### YOUR TASK
Print the line that contains "Point to the door" and every line after it through the last line of the records below, exactly as written and nothing else.

——

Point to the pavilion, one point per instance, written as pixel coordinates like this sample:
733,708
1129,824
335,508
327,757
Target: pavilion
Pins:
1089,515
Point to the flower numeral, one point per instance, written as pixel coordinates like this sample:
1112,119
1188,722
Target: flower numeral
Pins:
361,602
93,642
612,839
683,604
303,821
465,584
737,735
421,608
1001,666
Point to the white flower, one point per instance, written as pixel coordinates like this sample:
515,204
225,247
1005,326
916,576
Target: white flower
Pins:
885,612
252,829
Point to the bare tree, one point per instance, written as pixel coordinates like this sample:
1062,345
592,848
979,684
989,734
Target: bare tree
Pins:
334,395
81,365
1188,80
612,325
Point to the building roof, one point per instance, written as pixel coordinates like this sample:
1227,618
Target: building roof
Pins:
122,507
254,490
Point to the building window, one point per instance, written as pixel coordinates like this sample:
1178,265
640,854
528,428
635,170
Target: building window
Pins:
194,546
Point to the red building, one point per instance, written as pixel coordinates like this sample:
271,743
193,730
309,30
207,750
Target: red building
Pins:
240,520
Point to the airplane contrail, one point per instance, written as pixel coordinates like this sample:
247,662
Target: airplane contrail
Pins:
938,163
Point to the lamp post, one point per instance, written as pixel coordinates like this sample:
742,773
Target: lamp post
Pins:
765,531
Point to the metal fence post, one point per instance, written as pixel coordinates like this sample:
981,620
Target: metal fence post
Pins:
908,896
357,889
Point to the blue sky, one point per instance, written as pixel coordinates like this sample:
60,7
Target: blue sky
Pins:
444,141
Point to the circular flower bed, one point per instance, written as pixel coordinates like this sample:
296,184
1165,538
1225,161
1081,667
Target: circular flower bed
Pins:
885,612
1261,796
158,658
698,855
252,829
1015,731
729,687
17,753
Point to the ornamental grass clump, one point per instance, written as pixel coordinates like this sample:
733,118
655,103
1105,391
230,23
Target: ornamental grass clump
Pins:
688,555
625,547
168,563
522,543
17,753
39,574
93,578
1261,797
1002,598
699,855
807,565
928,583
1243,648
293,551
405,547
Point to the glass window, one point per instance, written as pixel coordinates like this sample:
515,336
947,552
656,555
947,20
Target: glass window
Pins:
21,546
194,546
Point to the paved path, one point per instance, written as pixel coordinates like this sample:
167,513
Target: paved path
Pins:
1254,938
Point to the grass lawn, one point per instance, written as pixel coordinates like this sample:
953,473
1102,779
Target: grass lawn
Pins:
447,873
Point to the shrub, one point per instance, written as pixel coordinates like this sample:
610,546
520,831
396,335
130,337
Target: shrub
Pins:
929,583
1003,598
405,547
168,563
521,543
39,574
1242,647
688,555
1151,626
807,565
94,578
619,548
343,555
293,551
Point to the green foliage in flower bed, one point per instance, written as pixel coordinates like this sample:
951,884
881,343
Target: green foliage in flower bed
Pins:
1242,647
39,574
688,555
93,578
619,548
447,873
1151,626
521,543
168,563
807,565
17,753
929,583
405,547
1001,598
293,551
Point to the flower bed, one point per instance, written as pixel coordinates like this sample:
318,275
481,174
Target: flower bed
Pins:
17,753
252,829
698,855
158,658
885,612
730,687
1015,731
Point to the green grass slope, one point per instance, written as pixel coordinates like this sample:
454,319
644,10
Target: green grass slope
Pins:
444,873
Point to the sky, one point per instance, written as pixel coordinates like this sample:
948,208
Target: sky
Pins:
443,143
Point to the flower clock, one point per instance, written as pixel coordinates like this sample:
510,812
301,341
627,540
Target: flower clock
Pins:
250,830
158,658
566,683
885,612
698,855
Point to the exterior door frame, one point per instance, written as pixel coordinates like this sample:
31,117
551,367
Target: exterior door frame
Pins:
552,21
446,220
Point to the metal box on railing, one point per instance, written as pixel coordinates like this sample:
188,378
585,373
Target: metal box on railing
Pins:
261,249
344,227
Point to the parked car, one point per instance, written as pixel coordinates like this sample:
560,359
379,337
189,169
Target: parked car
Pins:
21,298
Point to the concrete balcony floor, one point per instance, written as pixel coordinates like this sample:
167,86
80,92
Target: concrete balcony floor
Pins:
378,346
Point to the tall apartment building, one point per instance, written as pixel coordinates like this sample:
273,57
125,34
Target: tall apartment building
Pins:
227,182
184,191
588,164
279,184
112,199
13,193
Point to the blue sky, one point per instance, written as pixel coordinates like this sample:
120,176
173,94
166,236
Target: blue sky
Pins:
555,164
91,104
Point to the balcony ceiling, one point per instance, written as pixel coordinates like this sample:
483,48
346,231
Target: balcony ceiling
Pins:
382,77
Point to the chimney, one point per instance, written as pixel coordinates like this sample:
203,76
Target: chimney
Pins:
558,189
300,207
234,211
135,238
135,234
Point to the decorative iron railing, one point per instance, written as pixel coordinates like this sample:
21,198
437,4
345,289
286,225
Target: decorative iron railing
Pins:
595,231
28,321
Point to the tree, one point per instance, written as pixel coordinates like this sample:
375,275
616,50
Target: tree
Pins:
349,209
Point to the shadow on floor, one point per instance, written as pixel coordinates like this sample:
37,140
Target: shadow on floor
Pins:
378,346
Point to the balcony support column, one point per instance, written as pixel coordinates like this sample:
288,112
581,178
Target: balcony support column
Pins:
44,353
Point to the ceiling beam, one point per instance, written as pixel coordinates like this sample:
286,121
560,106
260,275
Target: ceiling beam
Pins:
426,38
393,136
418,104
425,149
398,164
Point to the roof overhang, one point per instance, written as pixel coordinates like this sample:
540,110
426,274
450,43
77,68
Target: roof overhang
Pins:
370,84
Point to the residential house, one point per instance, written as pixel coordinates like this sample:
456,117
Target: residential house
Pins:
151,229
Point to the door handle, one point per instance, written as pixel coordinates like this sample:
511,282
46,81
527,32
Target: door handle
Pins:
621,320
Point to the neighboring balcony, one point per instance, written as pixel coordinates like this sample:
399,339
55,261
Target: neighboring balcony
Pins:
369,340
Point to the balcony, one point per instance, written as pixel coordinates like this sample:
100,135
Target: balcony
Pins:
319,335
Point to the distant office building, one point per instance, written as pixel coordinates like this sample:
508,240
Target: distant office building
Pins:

——

### THE RESULT
Point to the door handle, one point per instance, written as pixel coordinates like this sample:
511,282
46,81
527,32
Target: door handle
Pins:
621,320
Point to the neighboring balcony, one point per instance, written as pixel coordinates like this sample:
399,339
55,261
Target: neighboring balcony
Pins:
369,340
Point to the balcony, one point per instance, written as pixel coordinates like this sample:
100,135
Target: balcony
Pins:
319,335
Point to the distant office building, one point per instance, written as pixel coordinates like this sample:
508,240
Target: distant office building
Pins:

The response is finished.